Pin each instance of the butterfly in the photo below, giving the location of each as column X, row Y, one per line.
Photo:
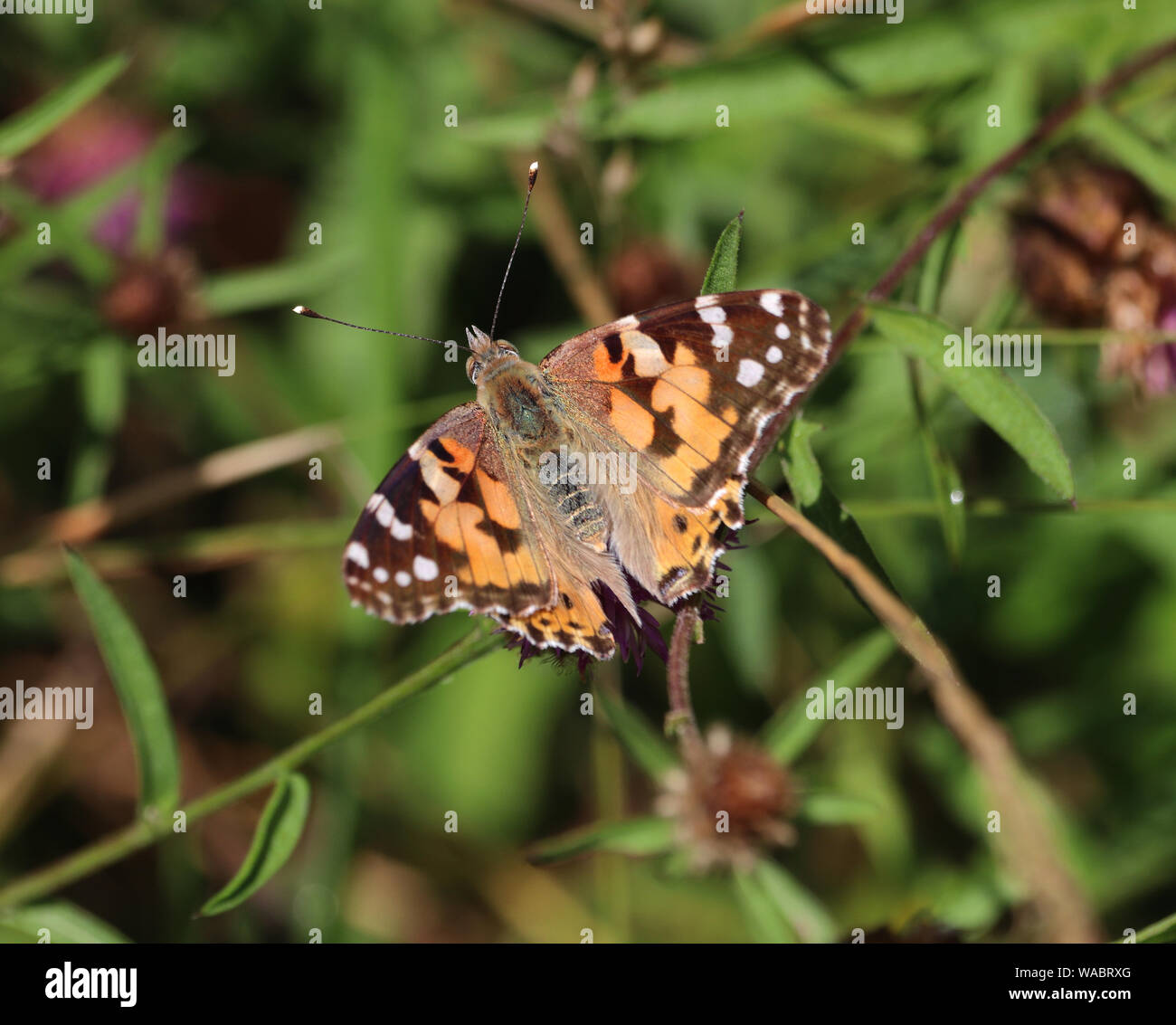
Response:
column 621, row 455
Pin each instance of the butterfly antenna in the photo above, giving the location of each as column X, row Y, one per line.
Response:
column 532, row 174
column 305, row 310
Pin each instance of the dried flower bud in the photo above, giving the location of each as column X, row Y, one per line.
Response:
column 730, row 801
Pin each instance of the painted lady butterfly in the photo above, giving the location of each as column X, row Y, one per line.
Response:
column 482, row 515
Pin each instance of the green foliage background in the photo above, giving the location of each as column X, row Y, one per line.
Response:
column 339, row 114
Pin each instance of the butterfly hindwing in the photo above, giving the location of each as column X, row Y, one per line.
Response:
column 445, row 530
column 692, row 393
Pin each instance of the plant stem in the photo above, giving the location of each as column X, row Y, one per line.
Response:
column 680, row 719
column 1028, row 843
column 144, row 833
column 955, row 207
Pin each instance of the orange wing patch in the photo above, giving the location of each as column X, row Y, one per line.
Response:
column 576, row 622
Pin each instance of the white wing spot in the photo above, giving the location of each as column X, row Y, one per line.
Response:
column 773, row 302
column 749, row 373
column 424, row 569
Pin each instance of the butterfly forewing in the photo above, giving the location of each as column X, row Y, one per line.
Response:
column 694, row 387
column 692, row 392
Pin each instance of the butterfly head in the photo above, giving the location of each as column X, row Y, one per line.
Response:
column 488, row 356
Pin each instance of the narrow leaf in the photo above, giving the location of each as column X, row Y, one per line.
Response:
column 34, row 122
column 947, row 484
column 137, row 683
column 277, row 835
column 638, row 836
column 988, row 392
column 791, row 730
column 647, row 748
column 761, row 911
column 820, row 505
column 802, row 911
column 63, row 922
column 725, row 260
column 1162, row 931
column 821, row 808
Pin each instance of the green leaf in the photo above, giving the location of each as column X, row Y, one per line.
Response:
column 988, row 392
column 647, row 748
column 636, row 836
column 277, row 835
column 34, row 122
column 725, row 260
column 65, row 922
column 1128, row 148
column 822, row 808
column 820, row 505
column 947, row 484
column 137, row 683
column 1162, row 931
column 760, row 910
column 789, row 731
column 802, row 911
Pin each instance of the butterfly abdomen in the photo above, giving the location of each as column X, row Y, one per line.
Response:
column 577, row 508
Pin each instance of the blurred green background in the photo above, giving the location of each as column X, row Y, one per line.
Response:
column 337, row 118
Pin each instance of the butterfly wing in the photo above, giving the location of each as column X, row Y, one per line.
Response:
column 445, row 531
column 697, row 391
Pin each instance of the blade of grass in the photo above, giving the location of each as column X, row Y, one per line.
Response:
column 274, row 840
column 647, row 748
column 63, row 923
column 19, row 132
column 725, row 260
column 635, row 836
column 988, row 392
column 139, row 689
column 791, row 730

THE EXERCISE:
Copy the entries word for word, starting at their first line and stopping after the line that contains "column 305, row 310". Leave the pictures out of your answer.

THE OUTPUT:
Pin each instance of the butterfly in the photo below, giving the location of each as column X, row Y, one per line.
Photo:
Response:
column 621, row 455
Pin each instance of the butterfly antenna in the photo above, giving the location of each as column X, row Y, one per line.
Response:
column 532, row 174
column 305, row 310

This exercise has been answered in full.